Exercise directions: Reproduce the listing below with every occurrence of "woman's knee" changed to "person's knee", leaving all other text untouched.

(begin)

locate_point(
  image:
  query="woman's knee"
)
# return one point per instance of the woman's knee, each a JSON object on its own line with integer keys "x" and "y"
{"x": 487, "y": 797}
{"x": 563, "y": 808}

(end)

The output:
locate_point(
  image:
  query="person's knee"
)
# return one point per instance of the person's knee, each a JSON object on its own line with integer keys "x" and "y"
{"x": 487, "y": 797}
{"x": 563, "y": 808}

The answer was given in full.